# Work instructions:
[1] In the article about The Gray Canary restaurant, on what date is the grand opening bash set?
[2] Carry on the article about The Gray Canary restaurant from its final sentence.

# Page text:
If you needed another reason to visit this great city, Andy Ticer and Michael Hudman's The Gray Canary is it.
Oysters at The Gray Canary
Credit: Emilee Robinson / Enjoy AM

Andy Ticer and Michael Hudman decided to raise the row of booths along one side of the dining room inside their just-opened new restaurant concept, The Gray Canary, because they wanted to give diners sweeping, unobstructed views of the Downtown Memphis. The design touch was not an afterthought. From these seats, you can take in the serenity of the Mississippi River, the Downtown skyline, street scenes, condos being built. All of it, whether you realize it or not, a kind of visual soundtrack for the careers of two celebrated chefs and business partners for a decade now whose culinary ambitions have earned them a national profile, constant attention from the food press outside of Memphis (including from this magazine, where they were named Best New Chefs in 2013), and most recently, a coveted spot on the list of James Beard semifinalists for Best Chef: Southeast.

That national acclaim notwithstanding, though, it’s actually right here—in the hometown of Elvis, far removed from the bright lights of the big city—where Andy and Michael have deliberately chosen to stake their claim. They wanted you to have a clear view of the city around you, a postcard-quality panorama of Memphis to accompany selections from The Gray Canary menu that include cocktails like the Wild Rumpus, crab claws and smoked fish dip. The view is something of a reminder that Andy and Michael — practically “restaurant royalty” in Memphis, as The New York Times described them in early 2017 — are true champions of their hometown.

“We’ve been here our whole lives and just always decided we wanted to stay here, support the city,” Hudman tells Food & Wine a week out from a grand opening bash for The Gray Canary that’s set for Feb. 20. “A lot of it has to do with this just being home. We really feel like, if we can do anything special, we want to do it here. We’ve grown so many great relationships with farmers and friends and all kinds of purveyors. From the wine guys to the farmers to everybody. This is just home.”

# Given data:
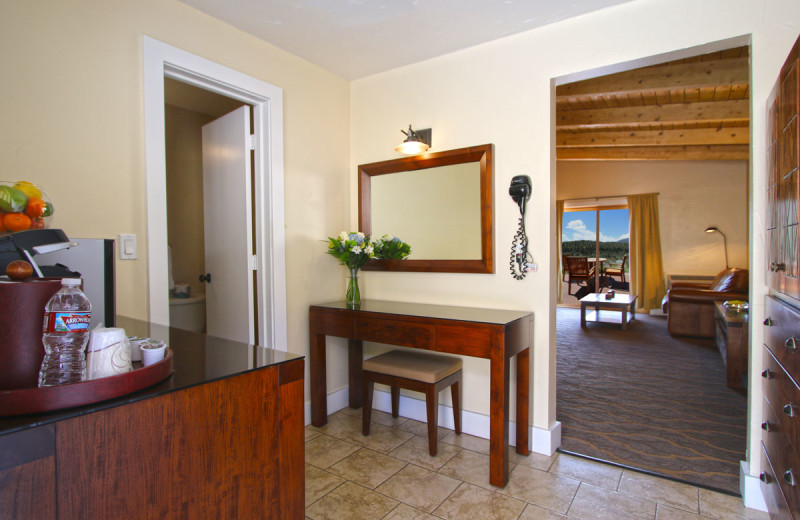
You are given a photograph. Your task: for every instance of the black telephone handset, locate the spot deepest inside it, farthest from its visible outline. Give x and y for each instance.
(520, 191)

# In response:
[1] Feb. 20

[2]
What is home, anyway? Thomas Wolfe has written about what he describes as the “strange and haunting paradox” in America that movement somehow conveys order. About how it’s easy to feel most assured and certain of your purpose when you’re heading towards it, when you’re on the way there. Andy and Michael aren’t on the way anywhere. Friends who’ve known each other since grade school and who both come from big, extended Italian families, each time Andy and Michael have coaxed a new restaurant into existence since 2008 — six times, they’ve done it now — the blogs and the food writers all sit up and take notice. You come to them, not the other way around.

Barring a single exception — Josephine Estelle, a one-off concept they were approached about opening in New Orleans’ Ace Hotel a few years ago — the two friends have stuck to a pretty basic playbook in setting up their small restaurant empire here in the Bluff City. First up was Andrew Michael Italian Kitchen, the inaugural modern Italian concept they opened in East Memphis’ Brookhaven Circle in 2008. Two others later followed, on the other side of the street — Hog & Hominy and Porcellino’s. Later still they headed Downtown for Catherine & Mary’s — and now, The Gray Canary.

There’s a predictability to the rhythm. After getting the new place up and running, eventually, it will happen: the what-ifs and the fresh ideas. They talk about doing something new. And there’s always something new.

Enough talk, enough time passes, it starts to turn into something real. Their Next Big Thing, once it begins taking shape, starts landing on those “Most Anticipated Restaurant Openings” lists. When the pair marches ahead with a new one like The Gray Canary — which opened at the end of January and occupies a little more than 5,000 square feet in a Downtown Memphis warehouse that’s also home to a distillery — publications from The New York Times to Vogue weighed in to give the enterprise a patina of buzz.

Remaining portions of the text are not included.